(Object location annotation data)
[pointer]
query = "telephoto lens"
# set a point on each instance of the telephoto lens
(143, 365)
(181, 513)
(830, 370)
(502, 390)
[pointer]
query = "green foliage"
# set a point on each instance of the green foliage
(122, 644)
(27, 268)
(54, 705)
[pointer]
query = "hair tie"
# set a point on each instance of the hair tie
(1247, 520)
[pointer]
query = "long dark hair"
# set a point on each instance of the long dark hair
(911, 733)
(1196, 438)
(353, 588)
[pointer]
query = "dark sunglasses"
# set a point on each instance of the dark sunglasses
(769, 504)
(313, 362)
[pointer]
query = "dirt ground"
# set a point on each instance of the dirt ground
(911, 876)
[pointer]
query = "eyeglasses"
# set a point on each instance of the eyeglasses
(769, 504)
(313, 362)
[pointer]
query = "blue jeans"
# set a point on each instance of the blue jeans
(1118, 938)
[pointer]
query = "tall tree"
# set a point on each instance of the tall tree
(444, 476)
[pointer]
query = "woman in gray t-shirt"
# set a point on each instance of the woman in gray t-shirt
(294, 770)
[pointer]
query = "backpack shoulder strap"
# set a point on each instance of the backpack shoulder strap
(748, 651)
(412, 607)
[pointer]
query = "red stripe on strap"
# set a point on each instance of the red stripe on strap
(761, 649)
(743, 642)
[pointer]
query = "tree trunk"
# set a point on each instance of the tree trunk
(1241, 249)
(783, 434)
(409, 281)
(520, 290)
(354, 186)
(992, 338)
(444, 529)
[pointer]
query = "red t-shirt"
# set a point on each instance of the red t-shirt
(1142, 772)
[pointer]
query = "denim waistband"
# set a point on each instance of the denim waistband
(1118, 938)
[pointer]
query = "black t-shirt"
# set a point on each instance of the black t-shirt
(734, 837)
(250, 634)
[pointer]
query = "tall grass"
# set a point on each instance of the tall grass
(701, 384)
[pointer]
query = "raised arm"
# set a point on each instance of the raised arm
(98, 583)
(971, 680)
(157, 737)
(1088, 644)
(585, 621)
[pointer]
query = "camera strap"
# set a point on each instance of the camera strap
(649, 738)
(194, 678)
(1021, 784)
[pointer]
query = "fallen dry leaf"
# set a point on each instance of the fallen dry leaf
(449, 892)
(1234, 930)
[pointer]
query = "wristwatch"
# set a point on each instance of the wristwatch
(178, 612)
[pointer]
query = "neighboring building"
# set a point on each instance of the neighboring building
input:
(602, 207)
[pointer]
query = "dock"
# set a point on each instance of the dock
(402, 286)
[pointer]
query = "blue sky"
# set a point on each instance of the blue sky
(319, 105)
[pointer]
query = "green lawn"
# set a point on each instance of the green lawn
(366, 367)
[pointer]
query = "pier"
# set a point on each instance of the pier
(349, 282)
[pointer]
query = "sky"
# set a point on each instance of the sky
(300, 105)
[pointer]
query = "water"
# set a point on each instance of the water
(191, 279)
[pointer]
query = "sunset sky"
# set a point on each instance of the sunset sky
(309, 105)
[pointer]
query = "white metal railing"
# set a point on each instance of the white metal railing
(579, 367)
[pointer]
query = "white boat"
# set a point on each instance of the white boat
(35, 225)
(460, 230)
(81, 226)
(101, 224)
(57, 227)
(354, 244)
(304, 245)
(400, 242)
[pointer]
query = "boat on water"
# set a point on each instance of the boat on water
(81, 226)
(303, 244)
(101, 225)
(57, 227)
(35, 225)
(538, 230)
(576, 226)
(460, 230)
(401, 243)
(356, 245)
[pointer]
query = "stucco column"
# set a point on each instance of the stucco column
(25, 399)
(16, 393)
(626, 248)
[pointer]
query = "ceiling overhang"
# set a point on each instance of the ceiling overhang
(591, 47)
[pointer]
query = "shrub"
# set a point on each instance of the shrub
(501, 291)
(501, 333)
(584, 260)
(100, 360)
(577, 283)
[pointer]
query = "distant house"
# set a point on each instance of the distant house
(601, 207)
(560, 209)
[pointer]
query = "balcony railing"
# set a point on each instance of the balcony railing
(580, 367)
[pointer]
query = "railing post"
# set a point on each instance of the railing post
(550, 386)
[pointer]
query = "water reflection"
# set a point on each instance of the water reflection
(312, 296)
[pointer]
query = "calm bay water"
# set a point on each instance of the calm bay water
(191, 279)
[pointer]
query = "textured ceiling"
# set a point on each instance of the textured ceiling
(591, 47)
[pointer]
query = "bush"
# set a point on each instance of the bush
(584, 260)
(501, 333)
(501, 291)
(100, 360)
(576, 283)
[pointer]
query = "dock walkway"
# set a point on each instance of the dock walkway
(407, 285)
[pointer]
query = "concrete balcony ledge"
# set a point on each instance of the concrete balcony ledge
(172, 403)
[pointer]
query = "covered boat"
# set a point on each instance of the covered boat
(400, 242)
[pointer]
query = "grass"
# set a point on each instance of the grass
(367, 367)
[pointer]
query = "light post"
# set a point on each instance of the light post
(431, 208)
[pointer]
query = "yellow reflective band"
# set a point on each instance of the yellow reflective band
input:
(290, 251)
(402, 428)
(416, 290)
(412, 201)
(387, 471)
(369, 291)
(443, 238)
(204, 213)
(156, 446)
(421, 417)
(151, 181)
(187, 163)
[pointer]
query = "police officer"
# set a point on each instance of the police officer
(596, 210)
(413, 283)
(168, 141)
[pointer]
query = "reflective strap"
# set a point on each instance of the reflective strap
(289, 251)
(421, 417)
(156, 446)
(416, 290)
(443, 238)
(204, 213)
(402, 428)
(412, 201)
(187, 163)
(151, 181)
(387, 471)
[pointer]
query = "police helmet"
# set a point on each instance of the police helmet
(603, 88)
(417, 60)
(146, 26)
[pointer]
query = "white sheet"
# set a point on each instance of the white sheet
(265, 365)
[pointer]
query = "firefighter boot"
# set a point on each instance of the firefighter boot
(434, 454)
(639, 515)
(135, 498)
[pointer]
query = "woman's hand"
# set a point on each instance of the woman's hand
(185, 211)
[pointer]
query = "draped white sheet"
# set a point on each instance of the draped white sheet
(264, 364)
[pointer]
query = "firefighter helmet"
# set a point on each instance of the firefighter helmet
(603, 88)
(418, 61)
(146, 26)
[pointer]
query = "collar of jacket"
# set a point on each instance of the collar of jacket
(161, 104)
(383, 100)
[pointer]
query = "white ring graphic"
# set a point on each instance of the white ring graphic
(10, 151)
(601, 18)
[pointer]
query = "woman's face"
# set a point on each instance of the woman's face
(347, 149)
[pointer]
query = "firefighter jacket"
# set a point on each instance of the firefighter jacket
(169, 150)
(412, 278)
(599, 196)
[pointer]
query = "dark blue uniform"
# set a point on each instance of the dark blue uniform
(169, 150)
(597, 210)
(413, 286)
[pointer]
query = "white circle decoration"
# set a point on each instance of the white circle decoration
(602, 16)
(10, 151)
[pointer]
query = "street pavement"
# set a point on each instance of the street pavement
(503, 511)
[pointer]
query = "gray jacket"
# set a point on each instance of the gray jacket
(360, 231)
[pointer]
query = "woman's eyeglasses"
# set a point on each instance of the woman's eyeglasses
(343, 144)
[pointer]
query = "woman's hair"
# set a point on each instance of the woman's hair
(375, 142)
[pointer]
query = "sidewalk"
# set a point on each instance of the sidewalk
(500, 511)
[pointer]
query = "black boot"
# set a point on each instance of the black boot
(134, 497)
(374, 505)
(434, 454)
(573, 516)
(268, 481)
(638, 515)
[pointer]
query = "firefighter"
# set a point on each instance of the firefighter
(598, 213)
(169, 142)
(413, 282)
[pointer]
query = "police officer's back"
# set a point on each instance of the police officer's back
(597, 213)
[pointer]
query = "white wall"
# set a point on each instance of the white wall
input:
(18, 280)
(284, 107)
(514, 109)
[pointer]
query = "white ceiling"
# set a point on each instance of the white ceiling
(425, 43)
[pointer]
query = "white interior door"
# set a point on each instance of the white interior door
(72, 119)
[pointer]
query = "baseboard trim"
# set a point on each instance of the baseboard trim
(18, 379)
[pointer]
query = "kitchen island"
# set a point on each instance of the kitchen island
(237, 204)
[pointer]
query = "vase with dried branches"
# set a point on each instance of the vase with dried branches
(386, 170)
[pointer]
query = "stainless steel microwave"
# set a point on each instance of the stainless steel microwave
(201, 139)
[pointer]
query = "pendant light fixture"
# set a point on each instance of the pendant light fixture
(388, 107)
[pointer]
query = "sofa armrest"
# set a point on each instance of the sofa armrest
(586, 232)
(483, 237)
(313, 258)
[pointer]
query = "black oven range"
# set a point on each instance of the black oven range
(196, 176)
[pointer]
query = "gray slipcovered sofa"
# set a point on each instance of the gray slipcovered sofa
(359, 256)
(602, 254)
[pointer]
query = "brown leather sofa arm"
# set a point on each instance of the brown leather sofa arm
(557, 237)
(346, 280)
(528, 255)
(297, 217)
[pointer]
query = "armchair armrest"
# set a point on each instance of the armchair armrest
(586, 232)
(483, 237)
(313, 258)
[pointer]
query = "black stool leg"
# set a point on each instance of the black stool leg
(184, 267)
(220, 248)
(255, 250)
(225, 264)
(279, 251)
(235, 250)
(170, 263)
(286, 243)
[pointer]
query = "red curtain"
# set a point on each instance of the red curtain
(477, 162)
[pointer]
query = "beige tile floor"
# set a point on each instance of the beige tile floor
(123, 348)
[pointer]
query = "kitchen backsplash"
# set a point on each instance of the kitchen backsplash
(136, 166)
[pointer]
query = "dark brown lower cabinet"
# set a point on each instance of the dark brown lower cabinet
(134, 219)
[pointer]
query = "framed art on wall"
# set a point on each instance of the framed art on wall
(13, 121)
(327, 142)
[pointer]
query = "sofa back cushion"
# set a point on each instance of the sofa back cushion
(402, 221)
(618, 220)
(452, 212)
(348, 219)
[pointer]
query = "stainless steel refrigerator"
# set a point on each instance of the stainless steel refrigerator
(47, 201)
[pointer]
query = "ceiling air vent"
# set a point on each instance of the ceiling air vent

> **Description of the task**
Pick out every line above that contains the word "jeans" and copy each one. Case counts.

> **Exercise result**
query = "blue jeans"
# set a point on each instance of the blue jeans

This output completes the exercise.